╭─ Given entries
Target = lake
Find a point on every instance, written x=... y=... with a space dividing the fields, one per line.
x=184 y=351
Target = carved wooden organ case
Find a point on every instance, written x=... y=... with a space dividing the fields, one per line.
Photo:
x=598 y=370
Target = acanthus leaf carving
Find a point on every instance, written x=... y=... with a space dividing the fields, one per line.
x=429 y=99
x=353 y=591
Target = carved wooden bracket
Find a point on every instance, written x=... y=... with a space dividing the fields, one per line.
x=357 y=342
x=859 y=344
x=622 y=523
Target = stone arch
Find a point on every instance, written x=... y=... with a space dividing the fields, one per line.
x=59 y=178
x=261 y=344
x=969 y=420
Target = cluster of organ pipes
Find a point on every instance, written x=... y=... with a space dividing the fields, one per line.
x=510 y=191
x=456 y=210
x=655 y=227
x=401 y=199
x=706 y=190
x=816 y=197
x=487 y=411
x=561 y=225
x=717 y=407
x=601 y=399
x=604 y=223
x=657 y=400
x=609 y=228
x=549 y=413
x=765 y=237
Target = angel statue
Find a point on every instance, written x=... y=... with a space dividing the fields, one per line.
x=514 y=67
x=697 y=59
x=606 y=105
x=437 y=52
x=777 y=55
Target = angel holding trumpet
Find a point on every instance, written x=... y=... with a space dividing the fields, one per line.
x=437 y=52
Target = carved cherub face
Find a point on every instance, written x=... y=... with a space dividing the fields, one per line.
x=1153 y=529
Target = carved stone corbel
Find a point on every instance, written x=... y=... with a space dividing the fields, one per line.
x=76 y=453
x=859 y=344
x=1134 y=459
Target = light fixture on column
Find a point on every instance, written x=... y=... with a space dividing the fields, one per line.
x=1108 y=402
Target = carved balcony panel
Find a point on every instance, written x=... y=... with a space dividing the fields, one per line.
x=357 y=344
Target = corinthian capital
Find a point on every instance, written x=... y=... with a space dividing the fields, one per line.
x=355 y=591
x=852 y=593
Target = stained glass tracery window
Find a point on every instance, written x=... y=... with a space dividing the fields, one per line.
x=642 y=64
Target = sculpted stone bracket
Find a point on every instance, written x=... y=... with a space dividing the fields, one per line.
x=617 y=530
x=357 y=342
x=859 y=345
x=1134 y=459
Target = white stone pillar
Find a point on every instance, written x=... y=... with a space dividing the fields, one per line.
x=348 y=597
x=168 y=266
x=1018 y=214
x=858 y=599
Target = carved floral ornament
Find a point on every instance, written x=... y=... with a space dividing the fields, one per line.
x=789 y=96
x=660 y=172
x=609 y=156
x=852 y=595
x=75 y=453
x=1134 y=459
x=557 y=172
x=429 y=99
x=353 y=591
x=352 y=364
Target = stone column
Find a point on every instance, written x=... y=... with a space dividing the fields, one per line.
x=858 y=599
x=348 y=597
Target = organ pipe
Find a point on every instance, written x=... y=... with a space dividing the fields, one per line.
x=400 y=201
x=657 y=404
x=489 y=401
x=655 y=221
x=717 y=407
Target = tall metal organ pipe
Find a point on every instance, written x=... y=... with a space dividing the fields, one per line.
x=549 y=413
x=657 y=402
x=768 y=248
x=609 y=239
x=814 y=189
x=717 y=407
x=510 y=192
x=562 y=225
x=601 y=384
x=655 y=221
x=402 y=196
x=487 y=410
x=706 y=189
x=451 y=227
╰─
= Task instructions =
Arrange every line of the rows above as a numbered list, leaving out any blank lines.

= Written answer =
1. Target = lake
2. Find a point on every instance, written x=... y=... with a space dividing the fields, one per line.
3. x=184 y=351
4. Target = carved wooden organ case
5. Find a point on every instance, written x=... y=... with a space dividing the fields, one per line.
6. Photo:
7. x=598 y=370
8. Target = acanthus leaf carving
9. Find a point on every instance, written x=... y=... with a space dividing the fields, one per line.
10. x=429 y=99
11. x=353 y=591
12. Target = carved wooden bracket
13. Find a point on every instance, written x=... y=... with a space dividing the fields, one per line.
14. x=357 y=342
15. x=859 y=344
16. x=622 y=523
17. Target = stone arch
18. Find a point on every instance, written x=... y=... with a space dividing the fields, one per line.
19. x=59 y=178
20. x=261 y=344
21. x=969 y=420
22. Target = cluster of organ pipes
23. Find a point on every instance, written x=... y=... with a space dividing the fields, one per line.
24. x=510 y=191
25. x=456 y=210
26. x=655 y=227
27. x=401 y=199
28. x=706 y=190
29. x=816 y=197
30. x=487 y=411
31. x=561 y=225
32. x=717 y=407
33. x=601 y=399
34. x=604 y=223
35. x=657 y=400
36. x=609 y=228
37. x=549 y=413
38. x=765 y=237
39. Target = angel statue
40. Find a point on every instance, written x=... y=... with a space dividing the fields, one per line.
41. x=514 y=67
42. x=697 y=59
43. x=606 y=105
44. x=437 y=52
45. x=777 y=55
46. Target = angel holding trumpet
47. Find a point on every instance, written x=... y=... with a space dividing the fields, one per line.
48. x=437 y=52
49. Target = carved cherub face
50. Find a point on every instance, written x=... y=... with a space dividing the fields, one per line.
51. x=1153 y=529
52. Target = carved stone corbel
53. Find a point on every instance, written x=... y=... with a space dividing the fields, one per line.
54. x=76 y=453
55. x=859 y=344
56. x=1134 y=459
57. Target = light fixture on column
58. Find a point on every instance, written x=... y=... with a space dividing the fields, one per line.
59. x=1108 y=402
60. Target = carved balcony panel
61. Find a point on every instance, written x=... y=... with a space dividing the fields, one per line.
62. x=357 y=344
63. Target = corinthian capital
64. Find a point on every instance, written x=... y=... with a space dividing the fields, one per line.
65. x=355 y=591
66. x=852 y=593
67. Target = stained glass tracery window
68. Find a point on every instance, written x=... y=... with a space dividing the fields, one per line.
69. x=642 y=64
70. Target = sculpted stone bracket
71. Find a point on every instance, written x=... y=... with a space dividing the fields, one per line.
72. x=617 y=530
73. x=357 y=342
74. x=859 y=345
75. x=1134 y=459
76. Target = white stone pillar
77. Find a point on every instance, written x=... y=... with a space dividing the fields, one per line.
78. x=348 y=597
79. x=168 y=266
80. x=1018 y=214
81. x=858 y=599
82. Target = carved floral ornament
83. Find a point on every instance, written x=... y=... with a space dividing the fields, one per line.
84. x=789 y=96
85. x=660 y=172
86. x=609 y=156
87. x=852 y=595
88. x=75 y=453
89. x=1134 y=459
90. x=557 y=172
91. x=429 y=99
92. x=353 y=591
93. x=352 y=364
94. Target = stone column
95. Find a point on every instance, written x=... y=... with a space dividing the fields, one per line.
96. x=858 y=599
97. x=348 y=597
98. Target = organ pipe
99. Find a point on every instance, written x=... y=... with a space dividing the fields, one per line.
100. x=400 y=201
101. x=657 y=404
102. x=489 y=401
103. x=655 y=221
104. x=717 y=407
105. Target = tall metal organ pipe
106. Find a point on every instance, written x=... y=... with a space dividing the fields, one per line.
107. x=549 y=413
108. x=657 y=402
109. x=768 y=248
110. x=609 y=239
111. x=814 y=189
112. x=717 y=407
113. x=510 y=192
114. x=562 y=225
115. x=601 y=384
116. x=655 y=221
117. x=402 y=196
118. x=487 y=410
119. x=706 y=189
120. x=451 y=227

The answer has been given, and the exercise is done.